- _DO THIS_: Rewrite the entries below with every "Kindly give" switched to "Provide" and all else unchanged. Leave out the pictures.

- _ENTRIES PROVIDED_:
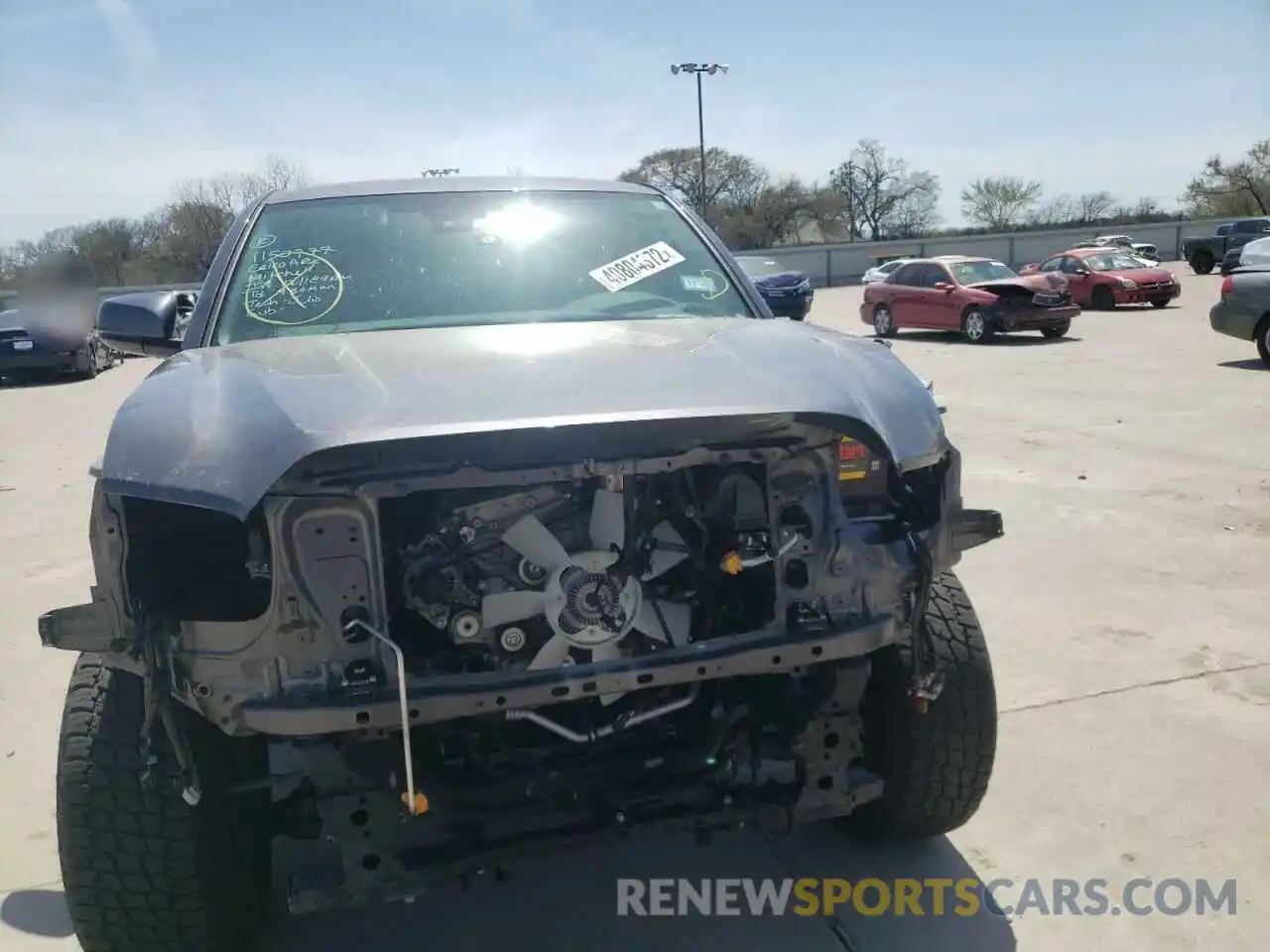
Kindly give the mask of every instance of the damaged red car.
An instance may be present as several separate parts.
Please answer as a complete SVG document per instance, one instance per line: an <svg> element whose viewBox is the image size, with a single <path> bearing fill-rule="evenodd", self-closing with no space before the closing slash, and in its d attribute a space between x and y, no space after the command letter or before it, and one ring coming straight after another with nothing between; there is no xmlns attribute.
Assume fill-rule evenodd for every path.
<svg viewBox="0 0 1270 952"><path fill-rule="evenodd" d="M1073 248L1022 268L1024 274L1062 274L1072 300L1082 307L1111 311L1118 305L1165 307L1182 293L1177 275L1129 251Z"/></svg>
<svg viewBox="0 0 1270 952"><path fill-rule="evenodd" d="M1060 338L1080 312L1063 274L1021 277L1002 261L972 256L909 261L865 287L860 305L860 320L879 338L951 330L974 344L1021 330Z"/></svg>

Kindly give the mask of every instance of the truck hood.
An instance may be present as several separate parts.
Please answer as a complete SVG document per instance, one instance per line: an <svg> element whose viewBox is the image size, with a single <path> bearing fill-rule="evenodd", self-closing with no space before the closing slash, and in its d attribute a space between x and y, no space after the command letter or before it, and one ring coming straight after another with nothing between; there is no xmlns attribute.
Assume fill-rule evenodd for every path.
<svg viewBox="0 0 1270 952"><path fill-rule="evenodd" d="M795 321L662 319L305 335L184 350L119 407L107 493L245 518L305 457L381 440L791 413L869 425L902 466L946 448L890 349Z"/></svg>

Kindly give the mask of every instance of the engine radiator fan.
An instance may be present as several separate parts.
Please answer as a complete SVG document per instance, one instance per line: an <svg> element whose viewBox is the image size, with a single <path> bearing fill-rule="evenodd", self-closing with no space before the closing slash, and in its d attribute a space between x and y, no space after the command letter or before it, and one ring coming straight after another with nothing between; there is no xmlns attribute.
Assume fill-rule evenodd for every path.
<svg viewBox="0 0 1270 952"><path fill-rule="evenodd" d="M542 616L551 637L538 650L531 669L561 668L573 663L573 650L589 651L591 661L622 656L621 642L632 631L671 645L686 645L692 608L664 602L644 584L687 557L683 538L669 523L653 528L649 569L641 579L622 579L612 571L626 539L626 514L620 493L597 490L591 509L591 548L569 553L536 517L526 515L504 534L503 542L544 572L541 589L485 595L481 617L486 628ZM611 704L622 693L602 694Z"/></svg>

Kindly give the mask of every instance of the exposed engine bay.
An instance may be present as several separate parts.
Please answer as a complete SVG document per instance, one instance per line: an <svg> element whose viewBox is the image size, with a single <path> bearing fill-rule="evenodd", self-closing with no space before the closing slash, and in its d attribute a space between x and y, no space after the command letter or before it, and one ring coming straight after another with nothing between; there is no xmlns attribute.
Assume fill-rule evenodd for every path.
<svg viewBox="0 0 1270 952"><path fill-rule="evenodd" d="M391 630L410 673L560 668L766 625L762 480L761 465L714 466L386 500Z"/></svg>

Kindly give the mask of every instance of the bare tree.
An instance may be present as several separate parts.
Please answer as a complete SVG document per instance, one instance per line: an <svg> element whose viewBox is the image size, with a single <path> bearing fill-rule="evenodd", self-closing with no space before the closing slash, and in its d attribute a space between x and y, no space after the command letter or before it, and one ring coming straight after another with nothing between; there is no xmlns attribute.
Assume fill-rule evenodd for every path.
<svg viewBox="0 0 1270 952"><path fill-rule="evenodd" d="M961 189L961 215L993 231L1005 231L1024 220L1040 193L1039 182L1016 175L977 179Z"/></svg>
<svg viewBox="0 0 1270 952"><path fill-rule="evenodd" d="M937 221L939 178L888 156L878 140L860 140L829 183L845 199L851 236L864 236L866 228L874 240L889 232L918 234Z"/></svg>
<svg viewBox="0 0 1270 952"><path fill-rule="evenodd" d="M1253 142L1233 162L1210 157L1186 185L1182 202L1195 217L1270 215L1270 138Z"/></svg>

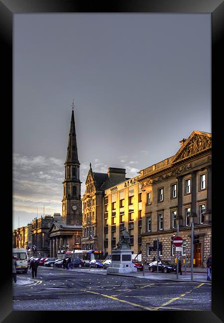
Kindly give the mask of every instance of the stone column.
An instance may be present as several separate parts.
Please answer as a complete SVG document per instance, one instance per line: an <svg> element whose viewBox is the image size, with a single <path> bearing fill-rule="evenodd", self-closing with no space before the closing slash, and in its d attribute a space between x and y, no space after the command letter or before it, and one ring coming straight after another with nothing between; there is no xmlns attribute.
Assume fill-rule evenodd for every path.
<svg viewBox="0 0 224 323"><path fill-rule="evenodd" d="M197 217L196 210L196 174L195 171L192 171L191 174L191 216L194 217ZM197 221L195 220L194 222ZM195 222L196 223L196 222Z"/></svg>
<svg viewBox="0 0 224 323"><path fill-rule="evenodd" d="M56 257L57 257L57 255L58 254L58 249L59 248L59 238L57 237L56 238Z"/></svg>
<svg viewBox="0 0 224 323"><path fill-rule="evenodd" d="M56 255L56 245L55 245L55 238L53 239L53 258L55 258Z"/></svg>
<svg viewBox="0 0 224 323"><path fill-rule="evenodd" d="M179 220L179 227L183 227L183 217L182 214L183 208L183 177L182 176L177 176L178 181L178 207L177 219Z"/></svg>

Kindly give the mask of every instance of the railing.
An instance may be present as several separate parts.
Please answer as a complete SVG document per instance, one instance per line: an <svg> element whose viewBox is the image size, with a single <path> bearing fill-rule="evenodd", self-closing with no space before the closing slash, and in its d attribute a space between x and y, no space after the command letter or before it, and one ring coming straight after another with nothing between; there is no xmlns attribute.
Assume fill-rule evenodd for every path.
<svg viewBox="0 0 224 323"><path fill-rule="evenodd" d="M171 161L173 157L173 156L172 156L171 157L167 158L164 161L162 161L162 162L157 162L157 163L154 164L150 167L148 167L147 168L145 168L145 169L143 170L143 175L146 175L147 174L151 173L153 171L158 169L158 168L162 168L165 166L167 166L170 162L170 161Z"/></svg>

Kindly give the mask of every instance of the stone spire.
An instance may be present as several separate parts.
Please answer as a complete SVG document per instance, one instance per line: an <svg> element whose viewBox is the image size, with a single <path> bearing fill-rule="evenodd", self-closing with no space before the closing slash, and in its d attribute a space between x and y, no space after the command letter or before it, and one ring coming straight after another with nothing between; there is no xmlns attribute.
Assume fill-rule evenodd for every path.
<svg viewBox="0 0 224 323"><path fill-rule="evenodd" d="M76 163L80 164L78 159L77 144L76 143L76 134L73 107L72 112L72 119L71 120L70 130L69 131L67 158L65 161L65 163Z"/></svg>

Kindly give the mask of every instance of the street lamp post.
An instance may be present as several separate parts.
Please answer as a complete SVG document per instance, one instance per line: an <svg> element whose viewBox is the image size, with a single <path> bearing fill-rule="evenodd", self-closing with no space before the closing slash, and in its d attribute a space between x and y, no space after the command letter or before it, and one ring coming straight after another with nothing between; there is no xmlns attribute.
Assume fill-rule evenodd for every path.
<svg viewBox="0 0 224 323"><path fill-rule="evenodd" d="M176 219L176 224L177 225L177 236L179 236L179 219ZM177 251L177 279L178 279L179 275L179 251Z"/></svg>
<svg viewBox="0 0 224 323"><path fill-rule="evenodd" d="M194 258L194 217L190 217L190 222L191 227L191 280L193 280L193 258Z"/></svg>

- _THE REPLY_:
Provide the mask of every instance of the damaged red car.
An instance may be present as several separate parts.
Please answer as a complete SVG document per instance, one instance per line: an <svg> element whose viewBox is the image size, with a single <path> bearing fill-rule="evenodd", self-closing with no space before the closing slash, and in its d attribute a space between x and y, no space after the command letter or before it, and one ring coming straight after another with nothing between; there is no xmlns attribute.
Assume fill-rule evenodd for every path.
<svg viewBox="0 0 1270 952"><path fill-rule="evenodd" d="M1073 248L1022 268L1024 274L1062 274L1072 300L1082 307L1111 311L1118 305L1165 307L1182 293L1177 275L1129 251Z"/></svg>
<svg viewBox="0 0 1270 952"><path fill-rule="evenodd" d="M1060 338L1080 312L1063 274L1021 277L1002 261L972 256L909 261L865 287L860 305L860 320L879 338L951 330L974 344L1021 330Z"/></svg>

Provide the mask of every instance of the truck hood.
An instance may be present as several separate parts.
Please answer as a complete SVG document per instance, one instance per line: an <svg> element whose viewBox is the image size, with a single <path> bearing fill-rule="evenodd", self-closing with no space before the closing slash, and in its d attribute a space between x and y, no space after the command letter or before it, and one ring coming straight after another with nothing between; there is no xmlns attribute.
Assume fill-rule evenodd for every path.
<svg viewBox="0 0 1270 952"><path fill-rule="evenodd" d="M795 321L662 319L305 335L184 350L119 407L107 493L245 518L305 457L381 440L791 413L869 425L902 466L946 448L890 349Z"/></svg>

Provide the mask of every instance of the engine radiator fan.
An instance may be present as several separate parts.
Please answer as a complete SVG document per instance, one instance per line: an <svg> element whose viewBox is the image size, with a single <path> bearing fill-rule="evenodd", self-closing with no space before the closing slash, and in its d attribute a space between x and y, no space after the command letter or before it, and one ring coming straight after another with nothing between; there is no xmlns attribute.
Assume fill-rule evenodd for every path.
<svg viewBox="0 0 1270 952"><path fill-rule="evenodd" d="M542 616L551 637L538 650L531 669L561 668L573 663L573 650L589 651L591 661L622 656L621 642L632 631L671 645L686 645L692 608L664 602L644 584L687 557L683 538L669 523L653 528L649 569L641 579L622 579L612 571L626 539L626 514L620 493L597 490L591 509L591 548L569 553L536 517L526 515L504 534L503 542L544 572L541 589L485 595L481 617L486 628ZM611 704L622 693L602 694Z"/></svg>

Provide the mask of every instance of the exposed engine bay.
An instance may be present as several separate parts.
Please answer as a complete SVG document per instance, one instance per line: an <svg> element whose viewBox is the image size, with a single <path> bearing fill-rule="evenodd", self-closing with no space before the closing slash, and in its d attribute a space between x and y, no space after the command letter or before it, and one ring coming straight after another with nothing between; there is no xmlns attribute.
Assume fill-rule evenodd for every path.
<svg viewBox="0 0 1270 952"><path fill-rule="evenodd" d="M391 630L410 673L560 668L766 625L762 480L761 465L714 466L386 500Z"/></svg>

Provide the mask of every instance of the bare tree.
An instance may be present as several separate parts.
Please answer as a complete SVG document per instance, one instance per line: an <svg> element whose viewBox is the image size, with a single <path> bearing fill-rule="evenodd", self-closing with no space before the closing slash, and in its d attribute a space between x and y, no space after the command letter or before it, and one ring coming straight after another with nothing between; there is no xmlns attribute.
Assume fill-rule evenodd for every path.
<svg viewBox="0 0 1270 952"><path fill-rule="evenodd" d="M961 189L961 215L993 231L1005 231L1024 220L1040 193L1039 182L1016 175L977 179Z"/></svg>
<svg viewBox="0 0 1270 952"><path fill-rule="evenodd" d="M937 221L939 178L888 156L878 140L860 140L829 183L845 199L851 236L864 236L866 228L874 240L889 232L918 234Z"/></svg>
<svg viewBox="0 0 1270 952"><path fill-rule="evenodd" d="M1253 142L1233 162L1210 157L1186 185L1182 202L1195 217L1270 215L1270 138Z"/></svg>

Provide the mask of every instance of the stone column.
An instance may be present as several separate parts.
Please answer as a complete SVG document per instance, one instance per line: an <svg> element whose viewBox is the image size, with a single <path> bearing fill-rule="evenodd", self-closing with no space before the closing slash, and in its d attribute a space between x and y, no space after the command letter or before it, and one ring coming straight after another with nothing between; there is no xmlns attribute.
Assume fill-rule evenodd for every path.
<svg viewBox="0 0 224 323"><path fill-rule="evenodd" d="M197 217L196 210L196 174L195 171L192 171L191 174L191 216L194 217ZM197 221L195 220L194 222ZM195 222L196 223L196 222Z"/></svg>
<svg viewBox="0 0 224 323"><path fill-rule="evenodd" d="M56 257L57 257L57 255L58 254L58 249L59 248L59 238L57 237L56 238Z"/></svg>
<svg viewBox="0 0 224 323"><path fill-rule="evenodd" d="M56 255L56 245L55 245L55 238L53 239L53 258L55 258Z"/></svg>
<svg viewBox="0 0 224 323"><path fill-rule="evenodd" d="M179 220L179 227L183 227L183 217L182 214L183 208L183 177L182 176L177 176L178 181L178 207L177 219Z"/></svg>

Provide the mask of every instance of the railing.
An instance may be present as several separate parts.
Please answer as a complete SVG document per instance, one instance per line: an <svg> element whose viewBox is the image size, with a single <path> bearing fill-rule="evenodd", self-closing with no space before the closing slash, and in its d attribute a space between x and y, no space after the command letter or before it, and one ring coming straight after another with nothing between; there is no xmlns attribute.
Assume fill-rule evenodd for every path.
<svg viewBox="0 0 224 323"><path fill-rule="evenodd" d="M171 161L173 157L173 156L172 156L171 157L167 158L164 161L162 161L162 162L157 162L157 163L154 164L150 167L148 167L147 168L145 168L145 169L143 170L143 175L146 175L147 174L151 173L153 171L158 169L158 168L162 168L165 166L167 166L170 162L170 161Z"/></svg>

Provide the mask of every instance of the stone spire.
An instance may be present as several separate parts.
Please answer as a complete SVG document per instance, one instance per line: an <svg> element whose viewBox is the image size, with a single <path> bearing fill-rule="evenodd", self-closing with no space before the closing slash, and in its d attribute a space between x and y, no space after the command letter or before it, and one ring coming straight after another with nothing between; there is no xmlns attribute.
Assume fill-rule evenodd for every path.
<svg viewBox="0 0 224 323"><path fill-rule="evenodd" d="M76 163L80 164L78 159L77 144L76 143L76 134L73 107L72 112L72 119L71 120L70 130L69 131L67 158L65 161L65 163Z"/></svg>

Provide the mask of every instance of the street lamp post.
An instance may be present as several separate parts.
Please answer as a complete SVG document per instance, one instance per line: an <svg> element whose viewBox is the image size, with a single <path> bearing fill-rule="evenodd", self-closing with no space before the closing slash, and in its d attribute a space between x and y, no space after the command letter or before it, and one ring coming straight after another with nothing between; there is no xmlns attribute.
Assume fill-rule evenodd for every path.
<svg viewBox="0 0 224 323"><path fill-rule="evenodd" d="M176 219L176 224L177 225L177 236L179 236L179 219ZM177 251L177 279L178 279L179 275L179 251Z"/></svg>
<svg viewBox="0 0 224 323"><path fill-rule="evenodd" d="M194 258L194 217L190 217L190 222L191 227L191 280L193 280L193 258Z"/></svg>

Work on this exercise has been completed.